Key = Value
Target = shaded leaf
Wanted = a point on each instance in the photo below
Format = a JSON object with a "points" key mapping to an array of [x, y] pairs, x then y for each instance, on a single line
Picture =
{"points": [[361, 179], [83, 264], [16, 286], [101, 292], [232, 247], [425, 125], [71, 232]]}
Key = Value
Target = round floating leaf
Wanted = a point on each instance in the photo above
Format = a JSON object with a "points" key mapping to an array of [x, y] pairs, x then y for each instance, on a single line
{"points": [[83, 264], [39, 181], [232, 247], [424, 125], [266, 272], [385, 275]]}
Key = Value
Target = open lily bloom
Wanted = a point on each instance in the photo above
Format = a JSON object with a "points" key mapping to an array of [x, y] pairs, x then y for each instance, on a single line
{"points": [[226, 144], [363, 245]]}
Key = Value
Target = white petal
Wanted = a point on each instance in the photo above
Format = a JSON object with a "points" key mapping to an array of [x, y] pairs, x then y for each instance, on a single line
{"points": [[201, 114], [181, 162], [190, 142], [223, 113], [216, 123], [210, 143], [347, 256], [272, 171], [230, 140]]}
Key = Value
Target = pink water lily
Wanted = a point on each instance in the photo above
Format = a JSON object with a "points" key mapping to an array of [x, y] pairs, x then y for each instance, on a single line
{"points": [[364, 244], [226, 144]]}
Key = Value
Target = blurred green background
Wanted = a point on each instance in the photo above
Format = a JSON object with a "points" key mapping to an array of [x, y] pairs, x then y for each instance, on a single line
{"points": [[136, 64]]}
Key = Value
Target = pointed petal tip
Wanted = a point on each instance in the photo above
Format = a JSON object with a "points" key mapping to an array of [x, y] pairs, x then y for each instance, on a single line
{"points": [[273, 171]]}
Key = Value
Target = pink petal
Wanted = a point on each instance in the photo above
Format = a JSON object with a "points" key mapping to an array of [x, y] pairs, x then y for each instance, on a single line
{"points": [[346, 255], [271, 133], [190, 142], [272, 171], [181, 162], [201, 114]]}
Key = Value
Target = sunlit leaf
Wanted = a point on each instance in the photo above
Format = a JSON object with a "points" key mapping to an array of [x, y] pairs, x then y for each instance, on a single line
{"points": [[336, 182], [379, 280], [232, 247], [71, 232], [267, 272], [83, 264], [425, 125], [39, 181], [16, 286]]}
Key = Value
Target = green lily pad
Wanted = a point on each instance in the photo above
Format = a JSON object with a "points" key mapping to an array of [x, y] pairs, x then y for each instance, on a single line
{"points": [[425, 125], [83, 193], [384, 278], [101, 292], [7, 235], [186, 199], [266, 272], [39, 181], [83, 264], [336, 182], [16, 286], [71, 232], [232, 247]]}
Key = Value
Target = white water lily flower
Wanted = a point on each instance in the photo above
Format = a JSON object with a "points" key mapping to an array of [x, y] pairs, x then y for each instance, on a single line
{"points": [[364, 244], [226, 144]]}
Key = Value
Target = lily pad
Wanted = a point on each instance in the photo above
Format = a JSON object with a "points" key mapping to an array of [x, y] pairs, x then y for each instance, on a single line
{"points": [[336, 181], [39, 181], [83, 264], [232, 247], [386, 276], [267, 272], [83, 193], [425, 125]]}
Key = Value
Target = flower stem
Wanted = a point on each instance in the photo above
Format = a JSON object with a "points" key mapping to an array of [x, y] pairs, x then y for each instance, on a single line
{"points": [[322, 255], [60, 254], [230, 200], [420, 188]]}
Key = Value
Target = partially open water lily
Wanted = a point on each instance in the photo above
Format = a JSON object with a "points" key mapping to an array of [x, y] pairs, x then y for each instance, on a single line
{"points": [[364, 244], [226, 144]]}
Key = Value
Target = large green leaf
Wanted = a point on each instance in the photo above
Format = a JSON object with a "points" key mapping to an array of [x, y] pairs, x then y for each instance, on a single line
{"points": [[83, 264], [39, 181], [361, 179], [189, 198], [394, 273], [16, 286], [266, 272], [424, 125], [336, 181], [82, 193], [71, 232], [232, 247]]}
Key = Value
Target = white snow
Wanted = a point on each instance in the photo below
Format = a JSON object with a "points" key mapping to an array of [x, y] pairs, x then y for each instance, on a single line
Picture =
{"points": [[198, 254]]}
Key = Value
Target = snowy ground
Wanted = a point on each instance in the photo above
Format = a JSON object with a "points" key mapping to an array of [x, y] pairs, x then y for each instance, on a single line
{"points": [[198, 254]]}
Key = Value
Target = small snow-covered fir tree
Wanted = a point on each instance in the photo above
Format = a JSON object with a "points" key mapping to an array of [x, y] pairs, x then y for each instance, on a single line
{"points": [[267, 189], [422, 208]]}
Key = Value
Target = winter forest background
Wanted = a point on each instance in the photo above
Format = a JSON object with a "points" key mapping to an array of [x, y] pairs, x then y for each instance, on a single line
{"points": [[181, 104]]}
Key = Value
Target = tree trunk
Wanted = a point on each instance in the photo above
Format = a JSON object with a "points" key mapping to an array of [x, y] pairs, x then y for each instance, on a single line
▬▬▬▬▬▬
In the listing above, find each line with the word "flower" and copy it.

Target = white water lily flower
Target = flower stem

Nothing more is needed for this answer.